• _Work item A_
According to the article on youth overdoses, what kind of overdose was reported most often?
• _Work item B_
Write the next part of the article on youth overdoses, picking up after its final sentence.

• _Text passage_
● ● ● ●

When it comes to drugs and your kids – it’s time to say “Let’s Talk”
The Canadian Paediatric Society has recently raised the alarm after studying the number of children presenting with severe or life-threatening exposure to opioids, stimulants, or sedatives over a two-year period .
According to the 2022 Canadian Paediatric Surveillance Program (CPSP), overdose is now the leading cause of death in children and teens between the ages of 10 and 18 in Western Canada, declaring it a public health emergency. A significant number of adolescents in all of the Canadian provinces sought care after an overdose in 2022.
Stimulant overdose was the most commonly reported, followed by sedatives, then opioid overdoses.
The majority of parents assume that a drug overdose or substance addiction would never be an immediate threat to their children, but this recent study by the Canadian Paediatric Society points to a disturbing trend.
“Parents don’t think their kids are at risk. It’s always somebody else’s kid. But as parents and trusted adults who work with children, it’s more important than ever to take preventative measures.”Chantal Vallerand, Executive director, Drug Kids Canada
A DFKC tracking study found that only 11 per cent of Ontario high schoolers admitted to using opioids or prescription drugs for recreational use, but there is still a high risk.
Although stimulants, sedatives and opioids are not the substances that most kids will try first, there is a great risk to taking these drugs recreationally, and parents and any trusted adults that have a relationship with a child, can play an essential role in limiting the risk of harm to youth when it comes to substance use, by talking openly about it.

● ● ● ●

• _Supplied records_
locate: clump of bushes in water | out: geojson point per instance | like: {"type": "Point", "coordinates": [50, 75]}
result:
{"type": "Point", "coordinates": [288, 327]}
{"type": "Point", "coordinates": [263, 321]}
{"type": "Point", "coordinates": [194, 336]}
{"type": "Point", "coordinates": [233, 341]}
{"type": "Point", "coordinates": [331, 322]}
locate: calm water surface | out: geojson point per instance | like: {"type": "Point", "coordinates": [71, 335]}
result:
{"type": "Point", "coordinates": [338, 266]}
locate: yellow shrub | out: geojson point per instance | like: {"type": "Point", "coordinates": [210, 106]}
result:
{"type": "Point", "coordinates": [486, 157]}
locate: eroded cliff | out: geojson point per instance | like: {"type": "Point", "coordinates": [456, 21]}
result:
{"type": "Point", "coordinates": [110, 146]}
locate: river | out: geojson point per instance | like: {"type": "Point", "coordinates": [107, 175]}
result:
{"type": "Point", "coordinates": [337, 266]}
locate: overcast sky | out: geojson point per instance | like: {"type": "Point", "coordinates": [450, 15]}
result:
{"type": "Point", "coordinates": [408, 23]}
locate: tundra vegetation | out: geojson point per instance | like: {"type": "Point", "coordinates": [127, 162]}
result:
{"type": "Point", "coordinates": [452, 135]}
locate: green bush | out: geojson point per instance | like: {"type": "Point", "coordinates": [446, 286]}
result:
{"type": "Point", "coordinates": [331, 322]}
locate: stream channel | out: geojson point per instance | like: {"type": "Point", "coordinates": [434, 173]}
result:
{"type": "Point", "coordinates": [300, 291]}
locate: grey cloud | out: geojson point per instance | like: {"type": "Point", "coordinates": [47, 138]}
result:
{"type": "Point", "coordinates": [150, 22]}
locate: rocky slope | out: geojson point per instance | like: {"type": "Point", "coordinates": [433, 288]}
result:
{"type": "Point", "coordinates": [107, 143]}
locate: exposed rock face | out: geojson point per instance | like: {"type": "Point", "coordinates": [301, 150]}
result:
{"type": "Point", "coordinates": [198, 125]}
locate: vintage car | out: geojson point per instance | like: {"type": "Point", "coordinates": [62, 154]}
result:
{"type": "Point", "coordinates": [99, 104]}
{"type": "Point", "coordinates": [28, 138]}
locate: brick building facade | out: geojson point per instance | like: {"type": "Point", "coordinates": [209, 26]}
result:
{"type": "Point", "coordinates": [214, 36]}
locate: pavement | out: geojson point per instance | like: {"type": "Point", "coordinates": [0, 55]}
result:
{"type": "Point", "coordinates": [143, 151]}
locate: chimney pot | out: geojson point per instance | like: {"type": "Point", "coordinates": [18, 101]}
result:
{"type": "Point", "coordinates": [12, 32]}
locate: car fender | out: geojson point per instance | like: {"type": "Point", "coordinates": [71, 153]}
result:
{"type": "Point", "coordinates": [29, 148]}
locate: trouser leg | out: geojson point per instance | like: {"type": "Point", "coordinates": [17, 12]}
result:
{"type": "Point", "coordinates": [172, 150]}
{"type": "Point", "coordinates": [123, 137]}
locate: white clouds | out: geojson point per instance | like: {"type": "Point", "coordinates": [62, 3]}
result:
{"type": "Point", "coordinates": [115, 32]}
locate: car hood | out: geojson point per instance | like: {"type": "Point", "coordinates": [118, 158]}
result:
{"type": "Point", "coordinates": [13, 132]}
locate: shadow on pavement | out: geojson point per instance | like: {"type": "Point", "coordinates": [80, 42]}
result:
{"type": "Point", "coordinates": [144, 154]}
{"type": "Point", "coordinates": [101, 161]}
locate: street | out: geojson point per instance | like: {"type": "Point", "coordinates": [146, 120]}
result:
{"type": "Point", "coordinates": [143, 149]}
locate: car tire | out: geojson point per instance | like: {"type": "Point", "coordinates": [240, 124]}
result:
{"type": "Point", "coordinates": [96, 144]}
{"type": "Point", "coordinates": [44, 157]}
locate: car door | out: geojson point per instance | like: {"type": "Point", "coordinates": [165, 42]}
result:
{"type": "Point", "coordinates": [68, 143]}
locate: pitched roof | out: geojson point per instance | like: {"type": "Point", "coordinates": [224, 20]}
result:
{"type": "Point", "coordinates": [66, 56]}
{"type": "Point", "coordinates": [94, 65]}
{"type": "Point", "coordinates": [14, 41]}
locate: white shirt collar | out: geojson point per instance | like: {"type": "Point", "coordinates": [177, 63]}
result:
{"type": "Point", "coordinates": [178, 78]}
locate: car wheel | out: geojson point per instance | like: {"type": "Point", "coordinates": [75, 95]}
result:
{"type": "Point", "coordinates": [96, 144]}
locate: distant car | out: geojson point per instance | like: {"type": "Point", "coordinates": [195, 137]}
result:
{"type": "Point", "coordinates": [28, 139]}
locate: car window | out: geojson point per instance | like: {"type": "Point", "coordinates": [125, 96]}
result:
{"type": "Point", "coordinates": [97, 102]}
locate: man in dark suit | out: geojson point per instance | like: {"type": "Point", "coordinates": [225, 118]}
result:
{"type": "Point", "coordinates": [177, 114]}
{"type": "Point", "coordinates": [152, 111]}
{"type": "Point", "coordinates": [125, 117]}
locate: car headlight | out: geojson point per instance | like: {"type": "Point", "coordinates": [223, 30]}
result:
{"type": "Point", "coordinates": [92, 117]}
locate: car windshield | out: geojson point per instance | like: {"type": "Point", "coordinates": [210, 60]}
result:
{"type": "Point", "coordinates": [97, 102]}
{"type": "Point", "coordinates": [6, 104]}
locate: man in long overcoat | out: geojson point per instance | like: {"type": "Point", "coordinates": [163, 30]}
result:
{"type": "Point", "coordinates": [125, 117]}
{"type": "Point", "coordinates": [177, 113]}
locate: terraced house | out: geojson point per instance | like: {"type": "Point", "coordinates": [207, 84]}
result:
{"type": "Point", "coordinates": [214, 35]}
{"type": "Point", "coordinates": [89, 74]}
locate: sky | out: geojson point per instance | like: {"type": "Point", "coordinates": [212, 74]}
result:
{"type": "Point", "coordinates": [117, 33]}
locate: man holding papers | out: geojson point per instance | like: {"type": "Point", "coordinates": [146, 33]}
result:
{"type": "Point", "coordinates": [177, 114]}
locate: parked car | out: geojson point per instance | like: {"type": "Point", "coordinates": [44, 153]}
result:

● ● ● ●

• _Task result A_
Stimulant overdose.

• _Task result B_
Drug prevention starts with open conversation
Drug Free Kids Canada’s tracking studies have consistently found that teens consider their parents to be their most reliable source of information, followed by school, then peers.
When families are able to have honest and open conversations about the risks of early substance use, kids feel more empowered to make the important decisions that benefit their own health.
Teens can be curious, and they may have questions they want to ask their parents or other trusted adults in their lives – so it’s a good idea to be educated about substances.
“We’re proposing for parents to have informed safety discussions about substances early on in a child’s life, approaching the conversation with curiosity as opposed to lecturing a kid. ”Chantal Vallerand
DFKC aims to help educate and engage parents to normalize the drug conversations, even if it feels uncomfortable, and make them a regular part of the safety talks that all parents have with their children as they grow – so that teens can feel safe and secure enough to go to their parents when they need answers, or help.
The Drug Free Kids website has evidence-based information about drugs as well as practical resources and tips to help parents have those important conversations with their children. It also the home of the Parent Support Hub, a free chat or phone helpline that is available 24/7 to support parents with concerns about their child’s use of substances.
Here are 5 easy things you can do to optimize your kids’ safety:
- Learn more about the substances you want to discuss with your children.
- Talk with your children, taking into consideration their age, and make it a two-way conversation.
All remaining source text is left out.